## ENTRIES SUPPLIED
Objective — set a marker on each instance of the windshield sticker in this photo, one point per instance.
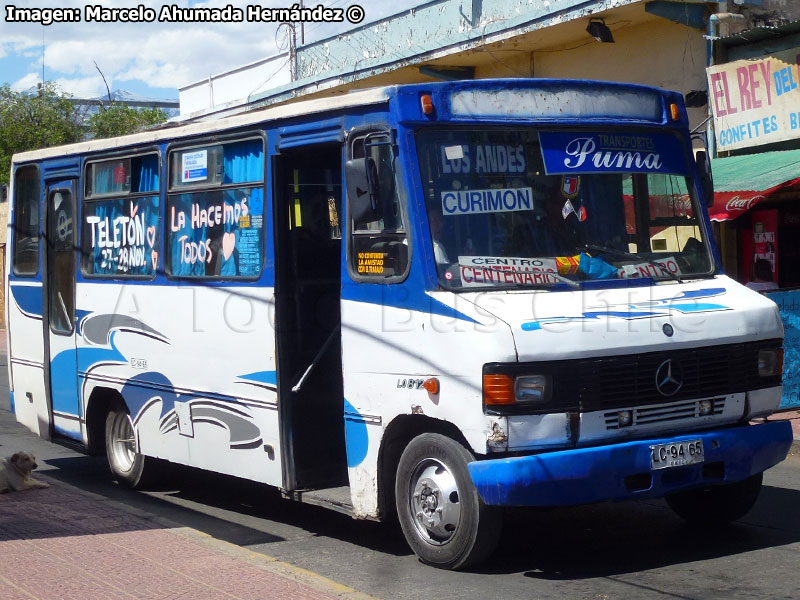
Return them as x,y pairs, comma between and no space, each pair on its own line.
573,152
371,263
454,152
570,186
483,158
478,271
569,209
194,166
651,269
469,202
==
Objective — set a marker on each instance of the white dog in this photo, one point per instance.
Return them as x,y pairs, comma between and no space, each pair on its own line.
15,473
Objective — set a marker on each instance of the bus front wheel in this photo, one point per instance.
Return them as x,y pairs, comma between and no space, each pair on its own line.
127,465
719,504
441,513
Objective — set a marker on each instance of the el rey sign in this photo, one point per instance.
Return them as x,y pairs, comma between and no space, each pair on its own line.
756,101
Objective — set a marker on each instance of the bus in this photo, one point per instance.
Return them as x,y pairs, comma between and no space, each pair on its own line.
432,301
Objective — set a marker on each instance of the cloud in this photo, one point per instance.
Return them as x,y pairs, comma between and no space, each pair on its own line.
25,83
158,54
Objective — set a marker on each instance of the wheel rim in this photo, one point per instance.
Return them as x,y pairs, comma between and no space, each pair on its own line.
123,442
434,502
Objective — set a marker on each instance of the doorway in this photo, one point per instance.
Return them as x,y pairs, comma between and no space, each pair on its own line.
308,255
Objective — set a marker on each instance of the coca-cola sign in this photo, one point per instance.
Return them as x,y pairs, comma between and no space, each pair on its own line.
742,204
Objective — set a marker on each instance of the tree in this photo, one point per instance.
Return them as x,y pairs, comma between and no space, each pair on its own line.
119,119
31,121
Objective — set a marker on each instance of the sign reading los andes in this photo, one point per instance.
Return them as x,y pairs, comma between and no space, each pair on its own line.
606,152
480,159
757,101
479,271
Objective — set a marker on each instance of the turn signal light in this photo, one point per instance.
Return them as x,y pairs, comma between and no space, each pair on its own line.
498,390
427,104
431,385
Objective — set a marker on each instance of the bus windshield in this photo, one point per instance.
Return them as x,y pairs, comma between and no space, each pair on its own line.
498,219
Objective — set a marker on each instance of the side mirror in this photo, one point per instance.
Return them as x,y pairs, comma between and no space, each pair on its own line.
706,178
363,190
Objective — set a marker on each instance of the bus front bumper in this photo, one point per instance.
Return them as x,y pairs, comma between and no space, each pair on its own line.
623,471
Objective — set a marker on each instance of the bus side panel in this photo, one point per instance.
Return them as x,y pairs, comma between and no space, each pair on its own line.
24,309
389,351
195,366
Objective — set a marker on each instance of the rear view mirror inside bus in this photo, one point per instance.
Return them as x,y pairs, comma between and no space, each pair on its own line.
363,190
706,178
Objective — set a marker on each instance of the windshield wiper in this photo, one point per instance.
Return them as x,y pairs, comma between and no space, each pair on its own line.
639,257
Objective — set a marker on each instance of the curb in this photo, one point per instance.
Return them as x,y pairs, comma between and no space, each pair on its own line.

## DESCRIPTION OF THE TASK
Tally the lines in the rows above that contain the string "mirror", treating uppercase and lowercase as different. Reply with the number alone.

## ANSWER IN FULL
2